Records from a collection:
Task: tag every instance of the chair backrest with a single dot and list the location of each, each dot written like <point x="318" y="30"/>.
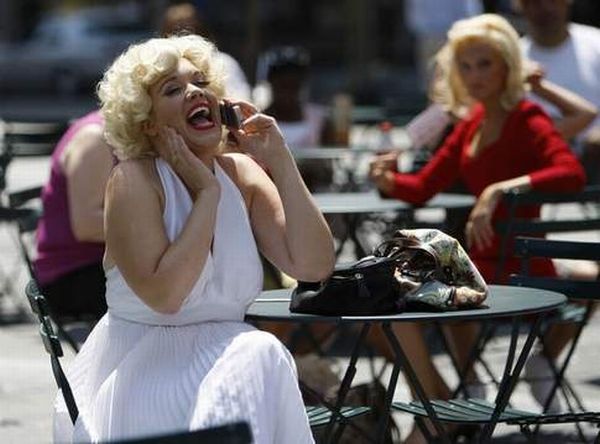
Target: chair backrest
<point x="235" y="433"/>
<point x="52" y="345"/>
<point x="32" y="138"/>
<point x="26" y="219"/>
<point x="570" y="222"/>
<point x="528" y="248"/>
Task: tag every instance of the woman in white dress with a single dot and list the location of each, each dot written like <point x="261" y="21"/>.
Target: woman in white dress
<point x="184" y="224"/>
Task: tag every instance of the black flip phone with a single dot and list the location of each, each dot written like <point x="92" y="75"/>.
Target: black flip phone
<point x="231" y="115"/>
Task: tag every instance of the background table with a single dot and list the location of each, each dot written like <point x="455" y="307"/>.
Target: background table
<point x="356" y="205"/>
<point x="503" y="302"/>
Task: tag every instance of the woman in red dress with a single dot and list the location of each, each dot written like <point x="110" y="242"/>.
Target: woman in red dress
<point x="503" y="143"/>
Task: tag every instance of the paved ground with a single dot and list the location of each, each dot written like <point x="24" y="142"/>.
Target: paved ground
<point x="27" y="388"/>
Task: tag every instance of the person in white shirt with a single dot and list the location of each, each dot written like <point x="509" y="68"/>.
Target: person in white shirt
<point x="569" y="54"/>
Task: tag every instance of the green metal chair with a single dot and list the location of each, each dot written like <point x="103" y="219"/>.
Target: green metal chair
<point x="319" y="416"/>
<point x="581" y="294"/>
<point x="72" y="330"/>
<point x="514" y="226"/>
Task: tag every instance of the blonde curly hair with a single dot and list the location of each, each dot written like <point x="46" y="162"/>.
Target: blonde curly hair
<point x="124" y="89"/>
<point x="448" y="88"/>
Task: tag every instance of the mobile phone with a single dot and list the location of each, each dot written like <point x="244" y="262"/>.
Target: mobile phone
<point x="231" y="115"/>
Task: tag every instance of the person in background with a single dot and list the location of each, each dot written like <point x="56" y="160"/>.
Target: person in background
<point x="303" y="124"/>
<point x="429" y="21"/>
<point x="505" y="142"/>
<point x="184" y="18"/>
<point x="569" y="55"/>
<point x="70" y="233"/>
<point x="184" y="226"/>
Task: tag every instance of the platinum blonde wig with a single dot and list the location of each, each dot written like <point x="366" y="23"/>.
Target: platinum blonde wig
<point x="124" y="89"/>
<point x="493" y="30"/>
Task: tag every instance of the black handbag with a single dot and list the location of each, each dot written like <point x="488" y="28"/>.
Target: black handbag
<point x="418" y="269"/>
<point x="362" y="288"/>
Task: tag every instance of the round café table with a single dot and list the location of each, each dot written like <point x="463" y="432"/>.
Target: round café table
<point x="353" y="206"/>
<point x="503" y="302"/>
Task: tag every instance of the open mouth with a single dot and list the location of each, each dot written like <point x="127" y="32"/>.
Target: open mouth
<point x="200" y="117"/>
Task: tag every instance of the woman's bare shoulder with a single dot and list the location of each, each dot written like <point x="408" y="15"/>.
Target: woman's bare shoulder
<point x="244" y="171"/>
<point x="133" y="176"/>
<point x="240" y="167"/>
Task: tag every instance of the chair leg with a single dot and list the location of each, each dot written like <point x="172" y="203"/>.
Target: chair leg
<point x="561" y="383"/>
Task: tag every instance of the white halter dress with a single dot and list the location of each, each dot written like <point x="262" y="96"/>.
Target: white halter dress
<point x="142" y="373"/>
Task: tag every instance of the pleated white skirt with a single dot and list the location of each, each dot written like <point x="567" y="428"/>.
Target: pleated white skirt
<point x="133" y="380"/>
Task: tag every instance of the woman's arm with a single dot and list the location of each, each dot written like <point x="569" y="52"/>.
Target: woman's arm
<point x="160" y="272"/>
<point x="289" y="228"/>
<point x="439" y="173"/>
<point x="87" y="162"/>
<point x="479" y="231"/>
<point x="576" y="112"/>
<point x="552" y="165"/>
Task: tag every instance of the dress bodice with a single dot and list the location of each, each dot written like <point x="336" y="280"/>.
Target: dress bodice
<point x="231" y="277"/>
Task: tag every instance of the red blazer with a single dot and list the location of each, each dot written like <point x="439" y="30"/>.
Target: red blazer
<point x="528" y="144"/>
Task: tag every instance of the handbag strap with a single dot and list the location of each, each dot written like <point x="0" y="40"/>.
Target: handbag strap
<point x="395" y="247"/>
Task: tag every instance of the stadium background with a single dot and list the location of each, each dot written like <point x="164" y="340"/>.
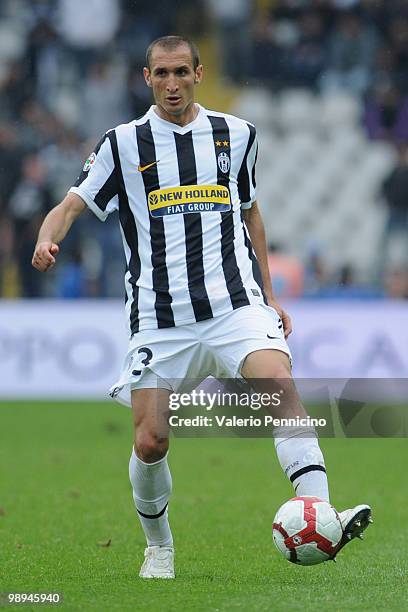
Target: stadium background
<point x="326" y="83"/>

** Task details **
Using the data above, reproduce exactly the lines between those holding "Task: tag every instance of the platinum" and "Task: tag every instance of the black handbag", inclusive, and no others.

** Solved problem **
Task: tag every instance of the platinum blonde wig with a single dot and list the location of each, each dot written like <point x="366" y="23"/>.
Target: platinum blonde wig
<point x="124" y="89"/>
<point x="493" y="30"/>
Task: tag every instance of the black handbag with a single dot and list the location of each, each dot written like <point x="488" y="28"/>.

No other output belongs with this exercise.